** SET PROBLEM 1 **
Using the configuration text below on binary file and segmentation settings, decide whether each statement agrees with it. Answer yes or no for each and quote the text's deciding words exactly: (a) NO_BINARY_CHECK can be set in a [host::<host>] stanza. (b) On Windows machines, detect_trailing_nulls defaults to true. (c) The default segmenter for SEGMENTATION is indexing.

Binary file configuration
NO_BINARY_CHECK = <boolean> * When set to true, Splunk software processes binary files. * Can only be used on the basis of [<sourcetype>], or [source::<source>], not [host::<host>]. * Default: false (binary files are ignored). * This setting applies at input time, when data is first read by Splunk software, such as on a forwarder that has configured inputs acquiring the data. detect_trailing_nulls = [auto|true|false] * When enabled, Splunk software tries to avoid reading in null bytes at the end of a file. * When false, Splunk software assumes that all the bytes in the file should be read and indexed. * Set this value to false for UTF-16 and other encodings (CHARSET) values that can have null bytes as part of the character text. * Subtleties of 'true' vs 'auto': * 'true' is the historical behavior of trimming all null bytes when Splunk software runs on Windows. * 'auto' is currently a synonym for true but may be extended to be sensitive to the charset selected (i.e. quantized for multi-byte encodings, and disabled for unsafe variable-width encodings) * This feature was introduced to work around programs which foolishly preallocate their log files with nulls and fill in data later. The well-known case is Internet Information Server. * This setting applies at input time, when data is first read by Splunk software, such as on a forwarder that has configured inputs acquiring the data. * Default (on *nix machines): false * Default (on Windows machines): true
Segmentation configuration
SEGMENTATION = <segmenter> * Specifies the segmenter from segmenters.conf to use at index time for the host, source, or sourcetype specified by <spec> in the stanza heading. * Default: indexing SEGMENTATION-<segment selection> = <segmenter> * Specifies that Splunk Web should use the specific segmenter (from segmenters.conf) for the given <segment selection> choice. * Default <segment selection> choices are: all, inner, outer, raw. For more information see the Admin Manual. * Do not change the set of default <segment selection> choices, unless you have some overriding reason for doing so. In order for a changed set of <segment selection> choices to appear in Splunk Web, you need to edit the Splunk Web UI.

** SET PROBLEM 2 **
Please echo the rows from the line with "point: knitted texture" up to and including the line with "column 296, row 100".

** MATERIALS PROVIDED **
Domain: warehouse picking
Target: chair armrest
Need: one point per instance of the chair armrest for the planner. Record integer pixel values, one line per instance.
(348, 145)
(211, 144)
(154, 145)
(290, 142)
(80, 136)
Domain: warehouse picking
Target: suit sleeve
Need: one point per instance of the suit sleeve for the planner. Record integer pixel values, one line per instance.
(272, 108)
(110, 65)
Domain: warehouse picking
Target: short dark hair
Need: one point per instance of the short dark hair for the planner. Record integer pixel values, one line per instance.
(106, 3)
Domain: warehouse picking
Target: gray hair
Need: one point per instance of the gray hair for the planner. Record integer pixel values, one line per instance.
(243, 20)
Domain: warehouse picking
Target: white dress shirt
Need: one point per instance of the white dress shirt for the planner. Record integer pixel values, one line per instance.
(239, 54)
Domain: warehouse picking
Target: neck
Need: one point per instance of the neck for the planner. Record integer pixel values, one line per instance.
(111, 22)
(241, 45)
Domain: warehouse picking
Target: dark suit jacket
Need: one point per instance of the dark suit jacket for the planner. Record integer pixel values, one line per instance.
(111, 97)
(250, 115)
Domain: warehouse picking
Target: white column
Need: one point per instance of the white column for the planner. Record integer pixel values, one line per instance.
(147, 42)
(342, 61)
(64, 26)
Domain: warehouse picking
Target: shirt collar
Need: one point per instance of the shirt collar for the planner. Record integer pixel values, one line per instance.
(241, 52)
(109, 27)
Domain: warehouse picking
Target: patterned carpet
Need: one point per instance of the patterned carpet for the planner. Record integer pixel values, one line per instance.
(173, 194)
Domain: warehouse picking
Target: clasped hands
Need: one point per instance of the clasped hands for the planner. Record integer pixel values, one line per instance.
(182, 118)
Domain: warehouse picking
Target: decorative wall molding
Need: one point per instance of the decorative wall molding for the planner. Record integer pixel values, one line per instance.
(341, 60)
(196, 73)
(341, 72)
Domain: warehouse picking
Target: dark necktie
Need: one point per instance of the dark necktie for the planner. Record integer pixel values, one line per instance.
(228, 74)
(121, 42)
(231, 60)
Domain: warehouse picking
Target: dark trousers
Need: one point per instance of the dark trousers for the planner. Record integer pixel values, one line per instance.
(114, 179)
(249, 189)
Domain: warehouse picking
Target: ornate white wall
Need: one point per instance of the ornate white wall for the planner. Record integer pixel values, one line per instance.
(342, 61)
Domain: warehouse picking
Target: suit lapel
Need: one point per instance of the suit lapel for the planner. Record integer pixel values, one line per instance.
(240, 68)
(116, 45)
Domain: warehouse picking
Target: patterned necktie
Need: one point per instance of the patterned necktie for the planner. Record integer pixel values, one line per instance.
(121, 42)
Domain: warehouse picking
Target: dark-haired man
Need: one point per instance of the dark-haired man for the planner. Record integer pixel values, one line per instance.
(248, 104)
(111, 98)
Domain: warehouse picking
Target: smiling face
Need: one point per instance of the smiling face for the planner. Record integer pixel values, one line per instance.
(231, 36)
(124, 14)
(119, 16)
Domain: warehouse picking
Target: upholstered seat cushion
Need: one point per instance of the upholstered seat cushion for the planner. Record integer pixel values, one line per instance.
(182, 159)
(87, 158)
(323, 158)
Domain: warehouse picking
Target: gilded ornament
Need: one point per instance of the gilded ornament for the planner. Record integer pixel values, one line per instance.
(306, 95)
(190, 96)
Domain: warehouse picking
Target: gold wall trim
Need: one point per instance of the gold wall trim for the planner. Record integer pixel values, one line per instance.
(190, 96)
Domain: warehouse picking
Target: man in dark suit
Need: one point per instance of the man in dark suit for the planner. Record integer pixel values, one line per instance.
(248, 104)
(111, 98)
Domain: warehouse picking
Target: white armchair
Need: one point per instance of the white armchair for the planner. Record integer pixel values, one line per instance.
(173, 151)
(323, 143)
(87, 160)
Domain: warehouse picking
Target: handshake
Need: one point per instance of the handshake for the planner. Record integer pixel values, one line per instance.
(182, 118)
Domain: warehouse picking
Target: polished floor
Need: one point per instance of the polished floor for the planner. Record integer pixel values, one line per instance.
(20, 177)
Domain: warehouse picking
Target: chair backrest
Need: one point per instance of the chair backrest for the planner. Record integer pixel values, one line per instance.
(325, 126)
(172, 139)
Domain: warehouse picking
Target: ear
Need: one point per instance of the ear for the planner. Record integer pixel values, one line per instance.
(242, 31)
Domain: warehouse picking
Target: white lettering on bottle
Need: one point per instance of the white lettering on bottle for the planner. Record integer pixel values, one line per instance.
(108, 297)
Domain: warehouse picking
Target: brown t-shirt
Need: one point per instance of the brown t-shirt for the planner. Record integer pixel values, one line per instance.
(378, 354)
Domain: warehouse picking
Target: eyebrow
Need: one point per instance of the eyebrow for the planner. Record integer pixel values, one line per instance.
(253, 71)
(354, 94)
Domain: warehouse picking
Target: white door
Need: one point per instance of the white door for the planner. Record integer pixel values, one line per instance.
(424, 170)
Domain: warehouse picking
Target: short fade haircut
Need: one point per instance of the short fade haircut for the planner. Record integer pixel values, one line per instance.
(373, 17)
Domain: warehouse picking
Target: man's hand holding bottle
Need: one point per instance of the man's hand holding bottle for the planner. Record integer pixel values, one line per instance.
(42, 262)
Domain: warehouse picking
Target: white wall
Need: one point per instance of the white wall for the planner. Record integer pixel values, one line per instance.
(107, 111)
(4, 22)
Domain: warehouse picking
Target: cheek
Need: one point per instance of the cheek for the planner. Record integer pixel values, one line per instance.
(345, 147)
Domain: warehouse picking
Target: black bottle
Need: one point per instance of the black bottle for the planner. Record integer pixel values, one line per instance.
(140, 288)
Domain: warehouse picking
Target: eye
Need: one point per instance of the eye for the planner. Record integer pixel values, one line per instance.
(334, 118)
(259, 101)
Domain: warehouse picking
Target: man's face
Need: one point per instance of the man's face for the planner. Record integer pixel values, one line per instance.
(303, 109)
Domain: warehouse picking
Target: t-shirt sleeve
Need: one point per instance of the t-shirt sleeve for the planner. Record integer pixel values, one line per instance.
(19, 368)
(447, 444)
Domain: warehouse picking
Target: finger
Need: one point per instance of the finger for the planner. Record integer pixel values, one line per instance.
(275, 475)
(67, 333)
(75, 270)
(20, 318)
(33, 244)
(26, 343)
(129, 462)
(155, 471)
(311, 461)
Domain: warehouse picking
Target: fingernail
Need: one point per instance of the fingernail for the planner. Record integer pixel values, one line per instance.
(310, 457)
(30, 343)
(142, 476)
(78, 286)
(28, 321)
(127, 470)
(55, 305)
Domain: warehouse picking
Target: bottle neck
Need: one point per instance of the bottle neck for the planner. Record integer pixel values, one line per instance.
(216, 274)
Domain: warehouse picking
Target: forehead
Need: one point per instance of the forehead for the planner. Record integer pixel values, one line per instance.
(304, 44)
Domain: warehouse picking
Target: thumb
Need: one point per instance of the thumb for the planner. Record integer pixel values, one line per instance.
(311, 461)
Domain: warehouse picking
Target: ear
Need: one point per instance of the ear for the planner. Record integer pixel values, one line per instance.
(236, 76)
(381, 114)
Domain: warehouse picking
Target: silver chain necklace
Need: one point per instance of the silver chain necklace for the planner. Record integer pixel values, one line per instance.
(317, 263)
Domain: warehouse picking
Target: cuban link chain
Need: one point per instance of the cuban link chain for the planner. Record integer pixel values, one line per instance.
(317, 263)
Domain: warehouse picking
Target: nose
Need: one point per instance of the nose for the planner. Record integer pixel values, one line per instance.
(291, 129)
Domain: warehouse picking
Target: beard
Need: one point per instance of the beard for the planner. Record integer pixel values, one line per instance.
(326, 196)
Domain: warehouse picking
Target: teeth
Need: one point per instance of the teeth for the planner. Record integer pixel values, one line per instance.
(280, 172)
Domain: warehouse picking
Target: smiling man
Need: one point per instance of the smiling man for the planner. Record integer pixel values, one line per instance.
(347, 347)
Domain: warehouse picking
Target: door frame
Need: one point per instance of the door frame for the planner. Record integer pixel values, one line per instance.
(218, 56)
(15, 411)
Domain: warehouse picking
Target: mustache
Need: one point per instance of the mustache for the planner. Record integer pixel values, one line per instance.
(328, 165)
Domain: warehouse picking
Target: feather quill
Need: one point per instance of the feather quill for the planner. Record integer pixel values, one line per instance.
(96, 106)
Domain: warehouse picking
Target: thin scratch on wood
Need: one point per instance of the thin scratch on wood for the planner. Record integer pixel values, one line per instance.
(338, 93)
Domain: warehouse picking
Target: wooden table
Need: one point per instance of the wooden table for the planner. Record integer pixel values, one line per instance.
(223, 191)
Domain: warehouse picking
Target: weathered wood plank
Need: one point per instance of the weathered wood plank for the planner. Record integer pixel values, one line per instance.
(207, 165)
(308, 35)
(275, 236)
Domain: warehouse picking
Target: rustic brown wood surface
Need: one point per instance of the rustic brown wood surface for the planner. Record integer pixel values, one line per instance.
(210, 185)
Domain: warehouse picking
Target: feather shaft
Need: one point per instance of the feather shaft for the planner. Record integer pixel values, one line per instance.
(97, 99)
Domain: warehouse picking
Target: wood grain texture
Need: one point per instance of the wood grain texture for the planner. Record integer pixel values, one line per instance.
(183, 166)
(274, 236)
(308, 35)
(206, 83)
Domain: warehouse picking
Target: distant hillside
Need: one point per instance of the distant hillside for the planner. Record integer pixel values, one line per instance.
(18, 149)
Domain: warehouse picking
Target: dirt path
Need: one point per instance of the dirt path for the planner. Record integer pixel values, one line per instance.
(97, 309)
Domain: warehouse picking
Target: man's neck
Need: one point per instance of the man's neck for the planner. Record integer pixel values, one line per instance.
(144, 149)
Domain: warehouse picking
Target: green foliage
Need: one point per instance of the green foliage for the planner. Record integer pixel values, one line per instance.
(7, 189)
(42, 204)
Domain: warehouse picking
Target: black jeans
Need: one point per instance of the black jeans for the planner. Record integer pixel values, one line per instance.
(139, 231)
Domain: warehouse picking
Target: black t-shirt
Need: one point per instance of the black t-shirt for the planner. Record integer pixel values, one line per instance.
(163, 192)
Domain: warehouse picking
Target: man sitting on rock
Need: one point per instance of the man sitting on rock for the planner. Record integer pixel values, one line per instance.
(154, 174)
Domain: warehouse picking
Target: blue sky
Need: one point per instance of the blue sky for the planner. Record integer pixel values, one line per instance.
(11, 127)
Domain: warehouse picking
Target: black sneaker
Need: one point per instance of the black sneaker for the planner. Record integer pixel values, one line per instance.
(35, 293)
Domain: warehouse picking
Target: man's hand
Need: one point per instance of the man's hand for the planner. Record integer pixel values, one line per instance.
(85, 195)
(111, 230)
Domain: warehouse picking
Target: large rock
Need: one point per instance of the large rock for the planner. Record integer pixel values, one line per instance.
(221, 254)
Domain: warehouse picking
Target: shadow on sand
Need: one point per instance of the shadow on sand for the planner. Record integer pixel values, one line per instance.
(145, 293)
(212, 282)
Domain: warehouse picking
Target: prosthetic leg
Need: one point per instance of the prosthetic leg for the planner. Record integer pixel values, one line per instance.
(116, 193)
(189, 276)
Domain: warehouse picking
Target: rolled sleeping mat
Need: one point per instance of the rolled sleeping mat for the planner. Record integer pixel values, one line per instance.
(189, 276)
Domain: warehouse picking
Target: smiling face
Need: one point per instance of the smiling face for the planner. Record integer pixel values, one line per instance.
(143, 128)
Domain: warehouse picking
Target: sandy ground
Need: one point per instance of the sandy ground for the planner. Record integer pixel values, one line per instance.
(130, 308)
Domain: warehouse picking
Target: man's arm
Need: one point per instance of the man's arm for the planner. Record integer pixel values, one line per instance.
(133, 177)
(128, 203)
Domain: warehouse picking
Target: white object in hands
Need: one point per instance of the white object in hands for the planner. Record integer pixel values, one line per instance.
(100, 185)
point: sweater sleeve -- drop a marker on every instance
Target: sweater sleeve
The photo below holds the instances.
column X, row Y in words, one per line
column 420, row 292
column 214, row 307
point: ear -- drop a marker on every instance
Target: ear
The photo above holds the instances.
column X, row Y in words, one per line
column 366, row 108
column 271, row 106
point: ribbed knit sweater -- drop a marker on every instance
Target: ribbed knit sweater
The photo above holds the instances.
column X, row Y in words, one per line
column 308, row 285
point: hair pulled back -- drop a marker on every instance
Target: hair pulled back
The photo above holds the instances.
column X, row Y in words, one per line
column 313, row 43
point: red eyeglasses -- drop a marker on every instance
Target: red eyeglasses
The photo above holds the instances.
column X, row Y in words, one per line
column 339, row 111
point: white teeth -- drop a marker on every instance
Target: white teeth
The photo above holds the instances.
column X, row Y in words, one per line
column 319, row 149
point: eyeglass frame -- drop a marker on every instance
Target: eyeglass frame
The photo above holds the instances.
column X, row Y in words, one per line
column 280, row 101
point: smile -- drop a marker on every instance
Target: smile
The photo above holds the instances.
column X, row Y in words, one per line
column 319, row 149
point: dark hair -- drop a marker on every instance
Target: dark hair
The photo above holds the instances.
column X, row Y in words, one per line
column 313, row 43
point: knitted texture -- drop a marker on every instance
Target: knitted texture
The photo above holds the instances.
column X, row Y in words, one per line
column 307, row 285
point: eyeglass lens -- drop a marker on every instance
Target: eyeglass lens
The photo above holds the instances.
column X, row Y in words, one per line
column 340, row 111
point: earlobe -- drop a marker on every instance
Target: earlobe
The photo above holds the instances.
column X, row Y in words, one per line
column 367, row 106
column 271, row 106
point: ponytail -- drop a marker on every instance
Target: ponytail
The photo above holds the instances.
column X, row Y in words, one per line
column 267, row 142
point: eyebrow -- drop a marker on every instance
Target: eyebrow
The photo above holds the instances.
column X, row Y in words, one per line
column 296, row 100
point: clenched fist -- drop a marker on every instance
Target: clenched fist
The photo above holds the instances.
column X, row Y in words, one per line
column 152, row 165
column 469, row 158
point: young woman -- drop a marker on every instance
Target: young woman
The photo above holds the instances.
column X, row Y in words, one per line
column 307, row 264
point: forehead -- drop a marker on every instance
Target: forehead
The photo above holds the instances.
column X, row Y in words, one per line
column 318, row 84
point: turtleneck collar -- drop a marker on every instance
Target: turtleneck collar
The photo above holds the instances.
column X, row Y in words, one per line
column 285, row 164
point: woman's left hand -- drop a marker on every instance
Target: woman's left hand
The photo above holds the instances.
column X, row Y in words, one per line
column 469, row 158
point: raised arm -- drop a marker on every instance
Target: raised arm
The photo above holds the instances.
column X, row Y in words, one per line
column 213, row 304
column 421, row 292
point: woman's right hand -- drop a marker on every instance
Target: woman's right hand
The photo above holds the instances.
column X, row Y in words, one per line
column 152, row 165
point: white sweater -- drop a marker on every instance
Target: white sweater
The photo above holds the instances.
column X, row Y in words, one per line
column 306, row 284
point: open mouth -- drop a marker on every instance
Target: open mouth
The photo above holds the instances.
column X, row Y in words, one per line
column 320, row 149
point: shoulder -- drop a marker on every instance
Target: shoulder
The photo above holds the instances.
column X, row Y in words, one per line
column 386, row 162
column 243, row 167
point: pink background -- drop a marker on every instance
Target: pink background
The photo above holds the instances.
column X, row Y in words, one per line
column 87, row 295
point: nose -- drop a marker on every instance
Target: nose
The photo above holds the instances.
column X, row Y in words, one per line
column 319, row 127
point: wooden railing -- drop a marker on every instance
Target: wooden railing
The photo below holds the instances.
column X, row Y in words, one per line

** OUTPUT 1 **
(a) No: "Can only be used on the basis of [<sourcetype>], or [source::<source>], not [host::<host>]."
(b) Yes: "Default (on Windows machines): true"
(c) Yes: "Default: indexing"

** OUTPUT 2 **
point: knitted texture -- drop a marker on every instance
Target: knitted texture
The photo above holds the instances.
column X, row Y in words, one per line
column 307, row 285
point: eyeglass lens -- drop a marker on every instance
Target: eyeglass lens
The photo above holds the instances.
column X, row Y in words, one per line
column 340, row 111
point: earlobe -- drop a marker on every instance
Target: earlobe
The photo above holds the instances.
column X, row Y in words, one per line
column 367, row 106
column 271, row 106
point: ponytail -- drop a marker on every instance
Target: ponytail
The photo above holds the instances.
column X, row Y in words, one per line
column 267, row 142
point: eyebrow -- drop a marker on every instance
Target: eyebrow
The photo above holds the instances.
column X, row Y in words, one per line
column 296, row 100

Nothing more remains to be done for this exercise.